» Required work:
1 > Which people are named by full name in the article about the Limerick suicide help group?
2 > Can you carry the article about the Limerick suicide help group further, picking up after its final sentence?

» Source passage:
▬▬▬▬▬▬▬▬▬▬

Friends have saved 15 lives with suicide help group in Limerick
By Laura Lynott @Ly211
A WOMAN who was suicidal and pulled back from the brink – is helping herself and others heal with a team set up with the friend who “saved” her – and together they have saved 15 lives in just four months.
Caitriona McMahon, 31, from Askeaton, Co Limerick set up the Community Crisis Response Team with just “a second hand phone and Facebook account,” with the woman she credits with helping “save my life,” the group’s co-founder, Kayla Cooley.
In just four short months the friends and a group of volunteers have saved 15 lives simply by caring and putting that in to action – calling to homes and even waterways, talking to those in need and getting them professional support.
“We both have personal reasons for doing this,” Caitriona said. “I’ve been suicidal myself in the past and know what it is like to go to the bottom and I found my way back.
“Others can too and that’s what we want to help them start to do.”
Caitriona admits being part of the group has actually acted as continuing “therapy” for her as she helps others overcome their inner demons, just like she did.
“I was very lucky in the support that I got when I was going through this. Kayla was a great help to me and my family.
“She noticed I wasn’t my normal self. She asked me what was going on and took me to the GP. The woman who set this up with me actually saved my life.
“She saw something was wrong. For me it was about having negative thoughts. I felt I was doing things wrong and I was carrying it 24-7. It really wore me down, and I wasn’t sleeping on top of it.”
Caitriona suffered depression and anxiety – a battle she is still fighting with support – and she actually made up her mind she would take her life in 2012 – but Kayla helped her tell her family and get the support she needed.
Kayla, 24, said: “If it was me in Caitriona’s shoes she’d have done it for me.
“I knew Caitriona had developed depression and I tried my best to be there for her but when it changed to something different, I could see it wasn’t depression anymore – it was really concerning.
“She was angry and isolating herself and didn’t want to talk to anyone, not even me – I finally managed to get her to get help but it wasn’t easy. It came after a few rows.”
Now, because Caitriona has lived through such dark times, she feels “complete empathy” for every person she helps.
The group operates across West Limerick, taking phone calls from 5pm until 6am every day to offer a service when others are not available.
They also run a Facebook page, where they receive messages and a Twitter account. They plan to eventually roll the service out nationally.
The volunteers – trained by the HSE in dealing with those who are suicidal – have even helped people in England and Scotland via Facebook messenger.
Caitriona told how one man got in touch from England “but we didn’t know his address to get him help.”
The volunteers managed to make the man feel at ease and bit by bit got information from him on where he lived.
Despite being hundreds of miles from him and the sea dividing them – the women were able to send help to his house locally.

▬▬▬▬▬▬▬▬▬▬

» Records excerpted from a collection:
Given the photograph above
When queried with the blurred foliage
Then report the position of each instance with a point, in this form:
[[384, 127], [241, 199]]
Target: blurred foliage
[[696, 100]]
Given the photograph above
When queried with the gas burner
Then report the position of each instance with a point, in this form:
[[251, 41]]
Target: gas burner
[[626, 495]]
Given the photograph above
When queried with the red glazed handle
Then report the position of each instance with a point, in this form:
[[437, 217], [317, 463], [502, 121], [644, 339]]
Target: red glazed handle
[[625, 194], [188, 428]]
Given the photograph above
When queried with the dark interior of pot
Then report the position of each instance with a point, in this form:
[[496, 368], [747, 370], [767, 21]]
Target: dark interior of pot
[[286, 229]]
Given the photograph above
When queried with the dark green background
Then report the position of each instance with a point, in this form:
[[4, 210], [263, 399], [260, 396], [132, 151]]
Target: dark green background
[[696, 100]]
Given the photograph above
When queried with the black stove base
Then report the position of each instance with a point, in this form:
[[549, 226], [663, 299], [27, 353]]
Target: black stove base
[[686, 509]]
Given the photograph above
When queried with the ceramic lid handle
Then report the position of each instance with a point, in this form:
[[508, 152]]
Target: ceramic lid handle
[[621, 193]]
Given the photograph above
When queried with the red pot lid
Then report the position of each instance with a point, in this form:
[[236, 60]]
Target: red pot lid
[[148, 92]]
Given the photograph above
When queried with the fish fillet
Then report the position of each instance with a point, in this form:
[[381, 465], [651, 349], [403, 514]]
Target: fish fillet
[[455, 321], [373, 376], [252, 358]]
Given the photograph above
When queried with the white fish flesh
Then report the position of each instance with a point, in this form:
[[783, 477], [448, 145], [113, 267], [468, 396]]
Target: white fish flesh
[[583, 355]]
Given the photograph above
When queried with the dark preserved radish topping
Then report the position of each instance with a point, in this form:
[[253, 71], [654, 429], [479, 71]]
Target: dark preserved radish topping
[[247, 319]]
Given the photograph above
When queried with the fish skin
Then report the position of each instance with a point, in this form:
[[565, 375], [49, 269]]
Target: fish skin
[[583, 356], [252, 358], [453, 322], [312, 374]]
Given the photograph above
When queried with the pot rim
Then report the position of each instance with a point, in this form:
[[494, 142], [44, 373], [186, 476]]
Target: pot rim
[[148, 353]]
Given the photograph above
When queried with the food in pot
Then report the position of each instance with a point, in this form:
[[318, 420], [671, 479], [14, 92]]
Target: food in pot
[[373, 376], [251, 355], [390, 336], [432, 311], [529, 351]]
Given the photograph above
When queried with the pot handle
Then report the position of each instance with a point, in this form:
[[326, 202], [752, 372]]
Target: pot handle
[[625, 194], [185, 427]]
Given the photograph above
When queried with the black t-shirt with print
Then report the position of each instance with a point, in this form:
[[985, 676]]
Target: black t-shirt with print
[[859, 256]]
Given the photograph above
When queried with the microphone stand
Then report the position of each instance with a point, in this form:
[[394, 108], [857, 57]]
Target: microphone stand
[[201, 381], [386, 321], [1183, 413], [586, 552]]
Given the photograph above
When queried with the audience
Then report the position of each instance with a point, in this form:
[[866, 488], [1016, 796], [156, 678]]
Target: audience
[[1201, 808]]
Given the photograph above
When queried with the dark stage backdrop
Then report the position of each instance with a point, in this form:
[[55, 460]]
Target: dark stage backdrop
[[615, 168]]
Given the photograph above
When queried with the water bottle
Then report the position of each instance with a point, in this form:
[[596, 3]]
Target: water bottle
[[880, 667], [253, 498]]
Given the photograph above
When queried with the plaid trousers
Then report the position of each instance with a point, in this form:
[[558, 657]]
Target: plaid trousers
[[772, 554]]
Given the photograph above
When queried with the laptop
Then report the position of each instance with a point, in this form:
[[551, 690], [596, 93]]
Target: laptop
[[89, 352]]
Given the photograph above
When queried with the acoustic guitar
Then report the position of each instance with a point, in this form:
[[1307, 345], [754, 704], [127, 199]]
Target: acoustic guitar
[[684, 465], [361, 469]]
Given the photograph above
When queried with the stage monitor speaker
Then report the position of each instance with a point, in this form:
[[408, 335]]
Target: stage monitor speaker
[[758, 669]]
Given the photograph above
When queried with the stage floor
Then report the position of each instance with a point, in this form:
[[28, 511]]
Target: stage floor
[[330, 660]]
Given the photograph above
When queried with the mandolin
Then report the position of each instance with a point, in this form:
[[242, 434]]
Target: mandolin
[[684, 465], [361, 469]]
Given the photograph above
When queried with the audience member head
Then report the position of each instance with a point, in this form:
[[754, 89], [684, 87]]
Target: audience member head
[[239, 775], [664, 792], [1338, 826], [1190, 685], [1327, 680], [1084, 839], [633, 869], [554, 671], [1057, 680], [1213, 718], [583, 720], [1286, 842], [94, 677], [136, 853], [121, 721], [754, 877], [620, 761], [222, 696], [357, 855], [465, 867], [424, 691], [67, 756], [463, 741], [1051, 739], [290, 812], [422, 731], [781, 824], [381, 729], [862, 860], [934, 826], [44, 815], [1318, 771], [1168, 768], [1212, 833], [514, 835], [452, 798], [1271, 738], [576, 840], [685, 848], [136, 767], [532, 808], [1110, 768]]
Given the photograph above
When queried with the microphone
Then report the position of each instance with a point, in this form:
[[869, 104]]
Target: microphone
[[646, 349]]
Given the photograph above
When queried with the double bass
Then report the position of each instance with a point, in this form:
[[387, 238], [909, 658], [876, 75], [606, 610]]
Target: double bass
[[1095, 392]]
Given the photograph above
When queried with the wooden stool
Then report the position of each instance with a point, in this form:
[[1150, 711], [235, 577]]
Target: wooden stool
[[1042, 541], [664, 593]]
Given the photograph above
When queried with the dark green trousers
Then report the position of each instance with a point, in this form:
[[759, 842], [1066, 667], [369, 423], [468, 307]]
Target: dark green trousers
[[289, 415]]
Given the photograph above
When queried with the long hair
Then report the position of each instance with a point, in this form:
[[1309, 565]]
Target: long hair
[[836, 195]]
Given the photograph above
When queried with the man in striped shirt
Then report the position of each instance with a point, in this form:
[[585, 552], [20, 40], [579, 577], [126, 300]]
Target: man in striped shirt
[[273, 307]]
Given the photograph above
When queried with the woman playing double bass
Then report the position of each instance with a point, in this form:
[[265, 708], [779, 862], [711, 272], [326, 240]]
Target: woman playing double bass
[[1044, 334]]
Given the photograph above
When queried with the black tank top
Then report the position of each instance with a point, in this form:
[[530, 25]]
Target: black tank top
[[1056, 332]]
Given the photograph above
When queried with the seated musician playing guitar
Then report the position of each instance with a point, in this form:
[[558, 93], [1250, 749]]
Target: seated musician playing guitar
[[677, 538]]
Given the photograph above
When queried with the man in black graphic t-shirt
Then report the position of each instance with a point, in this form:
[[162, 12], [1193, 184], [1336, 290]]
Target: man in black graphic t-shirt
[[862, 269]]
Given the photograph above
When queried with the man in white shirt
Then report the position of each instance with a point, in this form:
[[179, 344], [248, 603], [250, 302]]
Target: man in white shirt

▬▬▬▬▬▬▬▬▬▬

» Expected outputs:
1 > Laura Lynott, Caitriona McMahon, Kayla Cooley

2 >
“We get people calling us, people on Facebook messenger, locally and from the UK and Scotland too, which shocked us,” Caitriona said.
“It’s a strange situation because we can’t see them or talk over the phone but we are trained to listen and that’s what we do.
“We get calls from those with financial worries. The economic situation in Ireland has been a big part of it. Some people are not able to afford rent or afford to pay for their mortgage.
“Most situations that drive someone to feel suicidal are about loss or change – the loss of a job, or anything a person is attached to, the loss of a loved one, change to the family situation.”
The CCRT is the only service available that calls out to people’s homes – talking to those who are feeling suicidal, comforting them and staying until a Suicide Action Plan is firmly in place.
Kayla said: “I’m doing this because I have a lot of experience in community development and I saw a massive need for a group to travel out to people. There was no group where you to go the person in need.
“There’s also a massive gap in services. A lot of services tend to operate in the day and once 5pm comes, they are closed.”
Since opening they have never received a cent of state funding.
Friends and family have raised some funding through raffles and currently they operate from a kitchen table taking calls and answering messages.
They drive their own cars, paying for their own fuel and they vow they will be there for anyone who needs them 365 days a year.
However, Caitriona admits she is angered that €12 million of the €35 million ring-fenced for mental health last year across the state, is to be diverted to other health service resources.
“We need funding so badly to do what we do. We want a base for people who are feeling suicidal, or who need to talk, to come to as well as us going to see them.
“Not everyone wants to invite us in to their home. And we need funding for water equipment for when we attend scenes of someone beside water.
“If I thought too much about the cuts, I couldn’t get out of bed, so Kayla, and I, the rest of the group, will just keep on doing what we can do.”